[Exercise brief]: Reproduce every line of the material below verbatim, with no changes.

[Supplied records]:

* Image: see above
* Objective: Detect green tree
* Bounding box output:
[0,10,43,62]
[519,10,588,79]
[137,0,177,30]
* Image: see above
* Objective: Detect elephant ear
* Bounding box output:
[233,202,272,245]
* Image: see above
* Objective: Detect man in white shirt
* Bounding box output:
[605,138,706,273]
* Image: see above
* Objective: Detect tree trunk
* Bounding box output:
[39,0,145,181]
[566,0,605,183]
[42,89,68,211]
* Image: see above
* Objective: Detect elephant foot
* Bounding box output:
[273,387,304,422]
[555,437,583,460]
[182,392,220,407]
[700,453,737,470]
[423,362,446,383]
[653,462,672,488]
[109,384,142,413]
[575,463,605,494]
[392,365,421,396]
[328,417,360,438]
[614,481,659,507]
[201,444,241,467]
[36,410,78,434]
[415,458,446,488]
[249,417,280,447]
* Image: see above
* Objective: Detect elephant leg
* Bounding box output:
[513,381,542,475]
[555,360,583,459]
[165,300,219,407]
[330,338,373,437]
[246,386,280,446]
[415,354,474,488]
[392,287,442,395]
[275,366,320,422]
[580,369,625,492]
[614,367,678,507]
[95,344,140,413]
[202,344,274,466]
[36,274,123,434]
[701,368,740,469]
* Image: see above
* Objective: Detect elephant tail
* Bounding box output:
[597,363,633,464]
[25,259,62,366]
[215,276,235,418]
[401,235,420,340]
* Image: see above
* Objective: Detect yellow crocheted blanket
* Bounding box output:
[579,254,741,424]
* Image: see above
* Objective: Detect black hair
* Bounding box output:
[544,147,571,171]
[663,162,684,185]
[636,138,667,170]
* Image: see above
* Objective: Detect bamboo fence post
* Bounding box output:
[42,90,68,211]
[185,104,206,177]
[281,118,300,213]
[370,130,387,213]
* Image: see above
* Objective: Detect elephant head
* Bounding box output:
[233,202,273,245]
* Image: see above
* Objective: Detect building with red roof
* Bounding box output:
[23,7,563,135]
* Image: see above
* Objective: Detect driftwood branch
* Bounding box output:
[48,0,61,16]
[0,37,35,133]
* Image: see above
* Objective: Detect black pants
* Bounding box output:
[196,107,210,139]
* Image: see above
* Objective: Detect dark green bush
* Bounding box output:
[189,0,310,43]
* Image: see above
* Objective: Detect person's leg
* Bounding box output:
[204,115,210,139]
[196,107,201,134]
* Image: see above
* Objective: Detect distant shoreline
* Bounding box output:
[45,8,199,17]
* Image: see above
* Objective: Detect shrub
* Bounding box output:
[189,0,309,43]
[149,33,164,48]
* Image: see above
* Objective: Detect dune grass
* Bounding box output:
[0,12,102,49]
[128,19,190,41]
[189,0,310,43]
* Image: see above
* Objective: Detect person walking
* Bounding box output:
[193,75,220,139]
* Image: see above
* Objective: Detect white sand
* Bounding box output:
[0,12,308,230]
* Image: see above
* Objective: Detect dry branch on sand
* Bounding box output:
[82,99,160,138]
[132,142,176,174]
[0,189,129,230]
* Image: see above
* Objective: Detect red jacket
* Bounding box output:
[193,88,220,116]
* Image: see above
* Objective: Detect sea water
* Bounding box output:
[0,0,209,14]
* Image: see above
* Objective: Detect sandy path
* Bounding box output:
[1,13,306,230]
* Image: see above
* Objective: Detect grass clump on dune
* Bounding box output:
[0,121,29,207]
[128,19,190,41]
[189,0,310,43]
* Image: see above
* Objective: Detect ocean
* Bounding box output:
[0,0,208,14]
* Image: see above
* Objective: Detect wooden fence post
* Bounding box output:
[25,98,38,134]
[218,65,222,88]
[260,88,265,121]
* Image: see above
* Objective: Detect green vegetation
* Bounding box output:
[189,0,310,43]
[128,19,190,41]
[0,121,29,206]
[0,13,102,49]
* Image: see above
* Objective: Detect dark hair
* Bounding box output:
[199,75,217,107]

[Final result]:
* Image: see above
* Objective: Detect green tree
* Bounding box output:
[0,10,43,62]
[519,10,588,79]
[137,0,177,30]
* Image: see above
* Objective: Detect elephant ear
* Bounding box output:
[233,202,272,245]
* Image: see above
* Objective: Detect man in white shirt
* Bounding box output:
[605,138,706,273]
* Image: see above
* Objective: Detect tree trunk
* Bounding box output:
[39,0,145,181]
[566,0,605,183]
[42,89,68,211]
* Image: see above
* Objective: Detect elephant foot
* Bounding box output:
[273,387,304,422]
[555,437,583,460]
[182,392,220,407]
[700,453,737,470]
[423,362,446,383]
[653,462,672,488]
[109,384,142,413]
[575,463,605,494]
[392,365,421,396]
[328,417,360,438]
[614,481,659,507]
[201,444,241,467]
[36,410,78,434]
[415,458,446,488]
[249,417,280,447]
* Image: see above
* Objective: Detect elephant leg
* Bounding box output:
[513,381,542,475]
[555,360,583,459]
[165,300,219,407]
[330,338,373,437]
[246,386,280,446]
[415,354,474,488]
[392,287,442,395]
[275,366,320,422]
[580,369,625,492]
[614,367,678,507]
[95,344,140,413]
[202,344,274,466]
[36,274,123,434]
[701,368,740,469]
* Image: see above
* Objective: Detect elephant tail
* Bounding box output:
[597,363,633,464]
[25,259,62,366]
[215,276,235,418]
[401,235,420,340]
* Image: see above
* Objective: Detect yellow crocheted blanket
* Bounding box output:
[579,254,741,424]
* Image: see above
* Objective: Detect black hair
* Bounding box output:
[544,147,571,171]
[663,162,684,185]
[636,138,667,170]
* Image: see above
* Objective: Detect bamboo fence post
* Bounding box output:
[42,90,68,211]
[185,104,206,177]
[281,118,300,213]
[370,130,387,213]
* Image: see above
* Objective: Detect elephant head
* Bounding box output:
[233,202,273,245]
* Image: see above
* Objective: Detect building with red roof
* Bounding box output:
[23,7,563,135]
* Image: see above
* Objective: Detect driftwood branch
* Bounding box output:
[48,0,61,16]
[0,37,35,133]
* Image: see above
* Objective: Detect black pants
* Bounding box output:
[196,107,210,139]
* Image: see above
* Objective: Detect dark green bush
* Bounding box output:
[189,0,310,43]
* Image: see above
* Objective: Detect person's leg
* Bounding box output:
[204,115,210,139]
[196,107,201,134]
* Image: see above
* Objective: Detect distant shoreline
* Bounding box output:
[45,8,199,17]
* Image: see above
* Objective: Detect shrub
* Bounding box output:
[189,0,309,43]
[149,33,164,48]
* Image: see above
* Objective: Detect dune grass
* Bounding box output:
[0,12,102,49]
[128,19,190,41]
[189,0,310,43]
* Image: see above
* Objective: Detect person walking
* Bounding box output:
[193,75,220,139]
* Image: see above
* Objective: Detect white sand
* Bounding box output:
[0,12,308,230]
* Image: see above
* Objective: Detect dry branch on sand
* Bounding box output:
[82,99,160,138]
[132,142,176,174]
[0,189,129,230]
* Image: see above
* Objective: Detect red jacket
* Bounding box output:
[193,88,220,116]
* Image: see above
* Objective: Detect sea water
* Bounding box output:
[0,0,209,14]
* Image: see above
* Objective: Detect sandy path
* Bounding box output:
[1,13,306,230]
* Image: see above
* Objective: Detect grass clump on dune
* Bounding box output:
[0,121,29,207]
[128,19,190,41]
[189,0,310,43]
* Image: see above
* Objective: Detect ocean
* Bounding box output:
[0,0,208,14]
* Image: see above
* Objective: Detect wooden fence post
* Bounding box output:
[25,98,38,134]
[218,65,222,88]
[260,88,265,121]
* Image: see above
* Objective: Detect green vegetation
* Bounding box output:
[189,0,310,43]
[128,19,190,41]
[0,121,29,206]
[0,13,102,49]
* Image: see above
* Objective: Detect dark hair
* Bounding box output:
[199,75,217,107]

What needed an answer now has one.